#### The problem:
The lines below should be written out again in full, exactly as they are.

#### Information provided:
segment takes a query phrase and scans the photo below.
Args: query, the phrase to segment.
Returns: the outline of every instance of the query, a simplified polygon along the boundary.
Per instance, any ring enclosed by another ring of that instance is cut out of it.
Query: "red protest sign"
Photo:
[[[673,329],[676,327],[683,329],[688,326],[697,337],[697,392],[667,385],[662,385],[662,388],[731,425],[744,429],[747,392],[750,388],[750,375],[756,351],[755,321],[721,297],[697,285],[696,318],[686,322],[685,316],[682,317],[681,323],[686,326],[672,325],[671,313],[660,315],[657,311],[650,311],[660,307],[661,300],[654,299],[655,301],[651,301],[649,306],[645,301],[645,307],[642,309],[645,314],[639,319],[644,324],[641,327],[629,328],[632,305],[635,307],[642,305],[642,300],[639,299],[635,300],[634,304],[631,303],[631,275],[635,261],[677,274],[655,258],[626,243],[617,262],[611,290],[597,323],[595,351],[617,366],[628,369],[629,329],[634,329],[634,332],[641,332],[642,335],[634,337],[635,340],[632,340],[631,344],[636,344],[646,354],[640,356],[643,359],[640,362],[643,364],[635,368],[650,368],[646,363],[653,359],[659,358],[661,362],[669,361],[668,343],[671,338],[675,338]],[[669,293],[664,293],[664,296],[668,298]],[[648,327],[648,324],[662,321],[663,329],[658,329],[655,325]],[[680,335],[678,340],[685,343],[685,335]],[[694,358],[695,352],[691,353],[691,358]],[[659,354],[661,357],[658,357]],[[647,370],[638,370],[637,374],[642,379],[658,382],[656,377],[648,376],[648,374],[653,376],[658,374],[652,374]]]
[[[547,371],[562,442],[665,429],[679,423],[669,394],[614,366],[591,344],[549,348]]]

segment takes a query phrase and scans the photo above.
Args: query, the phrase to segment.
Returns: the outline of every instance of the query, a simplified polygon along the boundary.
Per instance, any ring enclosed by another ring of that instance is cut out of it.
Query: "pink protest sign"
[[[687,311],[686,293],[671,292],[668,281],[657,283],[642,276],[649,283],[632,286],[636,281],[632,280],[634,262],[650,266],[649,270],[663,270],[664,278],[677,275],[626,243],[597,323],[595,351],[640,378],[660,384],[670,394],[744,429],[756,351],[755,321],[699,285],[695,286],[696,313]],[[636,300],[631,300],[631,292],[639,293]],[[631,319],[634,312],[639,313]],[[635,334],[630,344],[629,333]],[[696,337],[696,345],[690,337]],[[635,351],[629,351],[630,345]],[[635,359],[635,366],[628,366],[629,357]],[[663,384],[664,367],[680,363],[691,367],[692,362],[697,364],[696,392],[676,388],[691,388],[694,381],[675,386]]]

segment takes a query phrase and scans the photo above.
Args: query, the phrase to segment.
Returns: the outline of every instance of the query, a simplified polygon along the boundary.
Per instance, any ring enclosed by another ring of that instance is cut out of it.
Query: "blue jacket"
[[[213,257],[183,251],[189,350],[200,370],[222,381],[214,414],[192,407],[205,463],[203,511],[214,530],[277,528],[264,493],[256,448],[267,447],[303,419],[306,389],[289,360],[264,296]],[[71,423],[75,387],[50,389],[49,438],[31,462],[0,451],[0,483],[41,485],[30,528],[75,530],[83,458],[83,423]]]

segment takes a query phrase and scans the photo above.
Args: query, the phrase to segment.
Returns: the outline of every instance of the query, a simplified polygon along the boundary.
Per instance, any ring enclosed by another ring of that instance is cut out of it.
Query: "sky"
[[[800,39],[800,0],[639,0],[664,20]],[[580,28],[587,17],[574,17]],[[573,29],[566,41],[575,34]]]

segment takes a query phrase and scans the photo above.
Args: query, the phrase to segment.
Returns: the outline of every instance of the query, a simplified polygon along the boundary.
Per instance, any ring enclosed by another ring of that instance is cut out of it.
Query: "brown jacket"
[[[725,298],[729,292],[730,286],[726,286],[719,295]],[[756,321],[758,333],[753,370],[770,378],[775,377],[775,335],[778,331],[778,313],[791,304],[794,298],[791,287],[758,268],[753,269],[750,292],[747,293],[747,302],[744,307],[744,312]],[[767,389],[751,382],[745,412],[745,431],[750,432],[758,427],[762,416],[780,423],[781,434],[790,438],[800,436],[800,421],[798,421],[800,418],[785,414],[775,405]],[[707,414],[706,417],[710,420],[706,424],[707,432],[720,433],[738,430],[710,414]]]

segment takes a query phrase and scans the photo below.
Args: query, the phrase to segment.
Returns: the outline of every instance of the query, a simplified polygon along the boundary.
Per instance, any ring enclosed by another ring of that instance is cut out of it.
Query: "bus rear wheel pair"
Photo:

#### Result of this exercise:
segment takes a query phrase and scans the photo below.
Args: query, the phrase to segment.
Returns: the outline of every instance of the query, a simplified polygon along the boundary.
Per instance, any ring enclosed by another ring of that instance is cut out of it.
Query: "red protest sign"
Photo:
[[[673,329],[676,327],[683,329],[688,326],[697,337],[697,392],[667,385],[662,385],[662,388],[731,425],[744,429],[747,392],[750,388],[750,375],[756,351],[755,321],[721,297],[697,285],[696,318],[686,322],[685,316],[682,317],[681,323],[686,326],[672,325],[671,313],[660,315],[657,311],[650,311],[660,307],[661,300],[654,299],[655,301],[651,301],[649,306],[645,301],[645,307],[642,309],[645,314],[639,319],[644,324],[641,327],[629,328],[632,305],[635,307],[642,305],[642,300],[639,299],[635,300],[634,304],[631,303],[631,275],[635,261],[677,274],[655,258],[626,243],[617,262],[611,290],[597,323],[595,351],[617,366],[628,369],[629,329],[634,329],[634,332],[641,332],[642,335],[634,337],[635,340],[632,340],[631,344],[636,344],[646,354],[640,356],[643,359],[640,362],[643,364],[635,368],[650,368],[646,363],[653,359],[659,358],[661,362],[669,361],[668,343],[671,338],[675,338]],[[669,293],[664,293],[664,296],[668,298]],[[648,327],[648,324],[662,321],[663,329],[658,329],[655,325]],[[680,335],[678,340],[685,343],[685,335]],[[694,358],[695,352],[691,353],[691,358]],[[659,354],[661,357],[658,357]],[[647,370],[638,370],[637,374],[642,379],[658,382],[656,377],[648,376],[648,374],[653,376],[658,374],[652,374]]]
[[[547,371],[562,442],[665,429],[679,423],[669,394],[614,366],[591,344],[549,348]]]

segment takes a query phrase and scans the photo above.
Args: query, the phrase to segment.
Returns: the outline of every instance of the query, a simplified polygon along the boundary.
Per instance, any ring enclosed by another ring of that instance is cut out of it.
Query: "pink protest sign"
[[[687,311],[686,293],[671,292],[668,281],[657,283],[642,276],[649,283],[632,286],[636,281],[632,280],[634,262],[650,266],[649,270],[663,270],[664,278],[677,275],[626,243],[597,323],[595,351],[640,378],[660,384],[670,394],[744,429],[756,351],[755,321],[699,285],[695,286],[696,313]],[[636,300],[631,300],[631,292],[639,293]],[[631,319],[634,312],[639,313]],[[635,334],[630,344],[629,333]],[[696,337],[696,345],[690,337]],[[635,351],[629,351],[630,345]],[[635,359],[635,366],[628,366],[629,357]],[[663,384],[664,367],[680,363],[691,367],[692,362],[697,364],[696,392],[676,388],[691,388],[694,381],[675,386]]]

segment takes a query phrase and scans the photo above.
Args: query, the phrase to segment.
Returns: the outline of every instance of the query, a simplified polygon along the boundary.
Per instance, any ring enclosed by another ring of that instance is cut out of it.
Query: "blue jacket"
[[[213,257],[183,251],[189,350],[200,370],[222,381],[214,414],[192,407],[205,463],[203,511],[214,530],[277,528],[264,493],[256,448],[267,447],[303,419],[306,389],[289,360],[264,296]],[[71,423],[75,387],[50,389],[49,438],[31,462],[0,451],[0,483],[41,485],[30,528],[75,530],[83,458],[83,423]]]

segment takes a query phrase and scans the photo above.
Args: query, the phrase to segment.
Returns: the outline of every instance of the query, a simplified polygon along the boundary.
Per instance, any ring enclosed by another ring of that instance is cut out of it.
Query: "sky"
[[[800,39],[800,0],[639,0],[664,20]],[[580,28],[587,17],[574,17]],[[573,29],[566,41],[575,34]]]

segment takes a query phrase and scans the photo above.
Args: query, the phrase to segment.
Returns: the outline of every instance of the query, a simplified polygon along the boundary.
Per instance, any ring enclosed by another ring of that instance is cut out of it.
Query: "brown jacket"
[[[725,298],[729,292],[730,286],[726,286],[719,295]],[[756,321],[758,333],[753,370],[770,378],[775,377],[775,335],[778,331],[778,313],[791,304],[794,298],[791,287],[758,268],[753,269],[750,292],[747,293],[747,302],[744,307],[744,312]],[[767,389],[751,382],[745,412],[745,431],[750,432],[758,427],[762,416],[780,423],[781,434],[790,438],[800,436],[800,421],[798,421],[800,418],[785,414],[775,405]],[[707,414],[706,417],[710,420],[706,424],[707,432],[720,433],[738,430],[710,414]]]

segment takes a query phrase and scans the photo below.
Args: query, the phrase to segment.
Returns: the outline of every instance of the query, a simplified polygon along the boundary.
Per instance, any ring enclosed by another ring of that instance is cut out of it.
Query: "bus rear wheel pair"
Photo:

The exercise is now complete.